REQUIREMENT: All of the data that follows should be retyped exactly, please, except the pictures.
[RECORDS PROVIDED start]
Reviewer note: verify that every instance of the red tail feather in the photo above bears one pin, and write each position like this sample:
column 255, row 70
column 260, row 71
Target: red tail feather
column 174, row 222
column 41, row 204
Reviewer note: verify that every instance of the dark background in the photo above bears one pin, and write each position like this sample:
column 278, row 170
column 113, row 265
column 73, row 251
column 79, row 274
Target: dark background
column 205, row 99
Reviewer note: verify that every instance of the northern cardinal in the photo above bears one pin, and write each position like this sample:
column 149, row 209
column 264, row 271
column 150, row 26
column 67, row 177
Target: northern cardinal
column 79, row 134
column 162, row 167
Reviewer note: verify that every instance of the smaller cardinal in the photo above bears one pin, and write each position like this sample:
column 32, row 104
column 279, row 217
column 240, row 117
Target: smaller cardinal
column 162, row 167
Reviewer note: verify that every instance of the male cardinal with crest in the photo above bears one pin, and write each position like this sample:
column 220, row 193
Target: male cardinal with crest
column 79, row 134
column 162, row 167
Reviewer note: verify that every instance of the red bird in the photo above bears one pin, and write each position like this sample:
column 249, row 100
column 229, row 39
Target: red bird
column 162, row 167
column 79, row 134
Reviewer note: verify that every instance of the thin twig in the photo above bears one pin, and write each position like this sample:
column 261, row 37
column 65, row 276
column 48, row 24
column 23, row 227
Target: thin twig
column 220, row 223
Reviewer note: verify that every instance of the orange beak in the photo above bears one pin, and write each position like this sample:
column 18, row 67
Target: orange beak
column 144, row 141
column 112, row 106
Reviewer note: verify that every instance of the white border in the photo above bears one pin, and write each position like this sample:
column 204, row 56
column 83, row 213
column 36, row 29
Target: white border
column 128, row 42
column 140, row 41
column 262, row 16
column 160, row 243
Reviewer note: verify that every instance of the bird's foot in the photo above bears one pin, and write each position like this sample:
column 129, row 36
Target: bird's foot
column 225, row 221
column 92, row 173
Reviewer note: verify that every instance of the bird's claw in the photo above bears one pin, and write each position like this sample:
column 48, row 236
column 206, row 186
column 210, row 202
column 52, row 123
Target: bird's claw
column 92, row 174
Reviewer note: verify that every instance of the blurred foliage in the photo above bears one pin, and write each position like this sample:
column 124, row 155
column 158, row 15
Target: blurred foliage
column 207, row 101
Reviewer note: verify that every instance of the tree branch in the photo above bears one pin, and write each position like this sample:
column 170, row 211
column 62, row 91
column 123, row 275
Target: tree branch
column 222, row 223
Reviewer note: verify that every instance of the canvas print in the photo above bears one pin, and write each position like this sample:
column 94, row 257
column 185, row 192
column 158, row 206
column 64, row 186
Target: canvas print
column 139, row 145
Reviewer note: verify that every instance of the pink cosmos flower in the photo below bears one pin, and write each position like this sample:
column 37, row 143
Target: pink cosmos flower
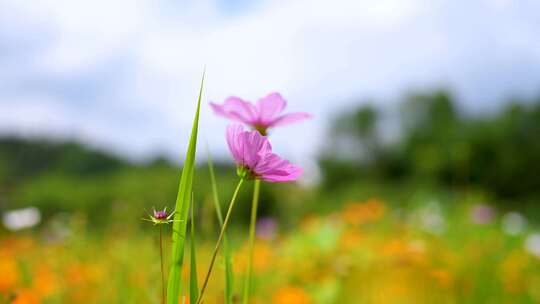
column 253, row 155
column 265, row 114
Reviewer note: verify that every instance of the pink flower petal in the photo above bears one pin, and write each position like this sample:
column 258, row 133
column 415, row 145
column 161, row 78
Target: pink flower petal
column 286, row 119
column 269, row 107
column 236, row 109
column 252, row 150
column 235, row 143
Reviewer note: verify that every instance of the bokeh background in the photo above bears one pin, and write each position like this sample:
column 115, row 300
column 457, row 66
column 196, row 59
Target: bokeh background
column 422, row 161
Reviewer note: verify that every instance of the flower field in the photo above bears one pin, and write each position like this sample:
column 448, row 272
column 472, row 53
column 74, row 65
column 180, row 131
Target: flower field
column 365, row 252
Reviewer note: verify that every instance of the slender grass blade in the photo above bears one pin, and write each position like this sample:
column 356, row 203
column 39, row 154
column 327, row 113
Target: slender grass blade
column 182, row 205
column 193, row 278
column 227, row 255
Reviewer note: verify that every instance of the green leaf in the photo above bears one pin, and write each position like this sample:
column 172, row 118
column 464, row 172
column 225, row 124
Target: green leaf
column 182, row 206
column 227, row 255
column 193, row 285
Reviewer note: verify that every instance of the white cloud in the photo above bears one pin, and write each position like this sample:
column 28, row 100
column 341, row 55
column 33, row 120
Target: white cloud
column 320, row 55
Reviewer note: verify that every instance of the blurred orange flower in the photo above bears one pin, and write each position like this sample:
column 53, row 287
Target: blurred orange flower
column 291, row 295
column 9, row 275
column 363, row 212
column 27, row 296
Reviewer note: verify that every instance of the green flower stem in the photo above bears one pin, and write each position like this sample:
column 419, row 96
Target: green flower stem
column 252, row 228
column 163, row 296
column 220, row 238
column 229, row 277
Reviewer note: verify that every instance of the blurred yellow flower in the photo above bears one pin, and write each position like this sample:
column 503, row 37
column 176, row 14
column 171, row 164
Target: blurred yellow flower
column 363, row 212
column 27, row 296
column 443, row 277
column 291, row 295
column 9, row 274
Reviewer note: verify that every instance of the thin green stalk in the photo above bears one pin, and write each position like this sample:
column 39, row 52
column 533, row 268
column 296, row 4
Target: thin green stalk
column 193, row 278
column 252, row 228
column 163, row 296
column 182, row 208
column 229, row 278
column 220, row 238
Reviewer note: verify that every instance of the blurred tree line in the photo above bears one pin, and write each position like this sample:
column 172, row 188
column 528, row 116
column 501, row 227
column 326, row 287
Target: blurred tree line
column 440, row 144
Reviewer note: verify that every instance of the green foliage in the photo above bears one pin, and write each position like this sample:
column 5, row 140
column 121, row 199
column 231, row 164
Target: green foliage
column 182, row 207
column 227, row 254
column 498, row 152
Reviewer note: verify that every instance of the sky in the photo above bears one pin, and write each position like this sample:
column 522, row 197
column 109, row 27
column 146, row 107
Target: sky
[RECORDS PROVIDED end]
FINAL RESULT:
Reviewer note: verify that every instance of the red tail feather in the photo above bears one pin, and write each position like this sample:
column 255, row 70
column 260, row 71
Target: red tail feather
column 174, row 222
column 41, row 204
Reviewer note: verify that every instance of the dark background in the photo above bears one pin, and write each position like this sample:
column 278, row 170
column 113, row 265
column 73, row 251
column 79, row 274
Target: dark background
column 205, row 99
Reviewer note: verify that every instance of the northern cardinal in the photo above bears one pin, and write each position like this sample:
column 149, row 209
column 264, row 271
column 150, row 26
column 67, row 177
Target: northern cardinal
column 79, row 134
column 162, row 167
Reviewer note: verify that every instance of the smaller cardinal in the photo above bears one pin, and write each position like this sample:
column 32, row 104
column 279, row 217
column 240, row 117
Target: smaller cardinal
column 162, row 167
Reviewer note: verify that every instance of the male cardinal with crest in the photo above bears one pin, and write each position like this sample:
column 220, row 193
Target: male cardinal with crest
column 79, row 134
column 162, row 167
Reviewer note: verify that every instance of the red bird in the photo above bears one pin, and write each position like this sample:
column 249, row 100
column 229, row 39
Target: red bird
column 162, row 167
column 79, row 134
Reviewer note: verify that every instance of the thin twig in the photo above bears one pin, and write each position like this sample:
column 261, row 37
column 65, row 276
column 48, row 24
column 23, row 227
Target: thin twig
column 220, row 223
Reviewer note: verify that every instance of the orange beak in the photo above bears one pin, and write each position like this sample:
column 18, row 67
Target: orange beak
column 144, row 141
column 112, row 106
Reviewer note: verify that every instance of the white border in the photo above bears one pin, and write each position like this sample:
column 204, row 56
column 83, row 213
column 36, row 29
Target: white border
column 128, row 42
column 140, row 41
column 262, row 16
column 160, row 243
Reviewer note: verify that every instance of the bird's foot in the photo above bears one pin, and write each position like this sample:
column 129, row 36
Target: bird's foot
column 225, row 221
column 92, row 173
Reviewer note: verify that every instance of the bird's claw in the photo above bears one pin, and write each position like this sample:
column 48, row 236
column 206, row 186
column 210, row 202
column 52, row 123
Target: bird's claw
column 92, row 174
Reviewer note: verify that every instance of the blurred foliage in the photo above bears one pin, and write each position like this sample:
column 124, row 155
column 158, row 15
Target: blurred foliage
column 207, row 101
Reviewer note: verify that every instance of the tree branch in the photo above bears one pin, and write each position like this sample:
column 170, row 211
column 62, row 91
column 123, row 275
Target: tree branch
column 222, row 223
Reviewer note: verify that every instance of the canvas print in the photo above bears one pin, and write each position like this sample:
column 94, row 257
column 185, row 192
column 158, row 206
column 64, row 186
Target: canvas print
column 139, row 145
Reviewer note: verify that every instance of the pink cosmos flower in the photo below bears one pin, and write each position like this sample:
column 37, row 143
Target: pink cosmos flower
column 253, row 155
column 265, row 114
Reviewer note: verify that every instance of the pink flower petal in the photo above bears one pin, and write each position like this sample:
column 258, row 133
column 415, row 145
column 161, row 78
Target: pink flower petal
column 286, row 119
column 269, row 107
column 236, row 109
column 252, row 150
column 235, row 143
Reviewer note: verify that every instance of the bokeh background in the photo above bears one pin, and write each position like this sample:
column 115, row 300
column 457, row 66
column 196, row 59
Target: bokeh background
column 422, row 161
Reviewer note: verify that every instance of the flower field in the photo above bears one pin, and write each position like this sample:
column 448, row 272
column 472, row 53
column 74, row 65
column 180, row 131
Target: flower field
column 365, row 252
Reviewer note: verify that every instance of the slender grass blade in the photo above bears one pin, and write each position like this sample:
column 356, row 203
column 39, row 154
column 327, row 113
Target: slender grass blade
column 182, row 205
column 193, row 278
column 227, row 255
Reviewer note: verify that every instance of the green leaf in the photo above bears one pin, and write each position like this sample:
column 172, row 118
column 464, row 172
column 225, row 124
Target: green leaf
column 182, row 206
column 227, row 255
column 193, row 285
Reviewer note: verify that every instance of the white cloud in the photo above bears one pin, and write each position like this sample:
column 28, row 100
column 341, row 55
column 33, row 120
Target: white cloud
column 320, row 55
Reviewer note: verify that every instance of the blurred orange flower in the photo above bears one pin, and write each position like this sample:
column 53, row 287
Target: blurred orange flower
column 291, row 295
column 9, row 275
column 363, row 212
column 27, row 296
Reviewer note: verify that every instance of the green flower stem in the photo above bears one pin, and write each position like this sample:
column 419, row 96
Target: green flower stem
column 252, row 228
column 163, row 296
column 220, row 238
column 229, row 277
Reviewer note: verify that every instance of the blurred yellow flower in the photo above bears one pin, and write each position like this sample:
column 503, row 37
column 176, row 14
column 171, row 164
Target: blurred yellow flower
column 363, row 212
column 27, row 296
column 443, row 277
column 291, row 295
column 9, row 274
Reviewer note: verify that every instance of the thin green stalk in the photo above bears one pin, and write each position like this sample:
column 39, row 52
column 533, row 268
column 296, row 4
Target: thin green stalk
column 193, row 278
column 252, row 228
column 163, row 296
column 182, row 208
column 229, row 278
column 220, row 238
Reviewer note: verify that every instance of the blurred tree line in the photo above bears one pin, and write each position like this sample:
column 172, row 188
column 528, row 116
column 501, row 227
column 326, row 287
Target: blurred tree line
column 440, row 144
Reviewer note: verify that every instance of the green foliage in the photo above bears one pin, and write each position like this sample:
column 5, row 140
column 121, row 199
column 231, row 164
Target: green foliage
column 182, row 207
column 227, row 254
column 498, row 152
Reviewer note: verify that every instance of the sky in the photo above bears one pin, and write each position like this sample:
column 522, row 197
column 109, row 27
column 146, row 107
Target: sky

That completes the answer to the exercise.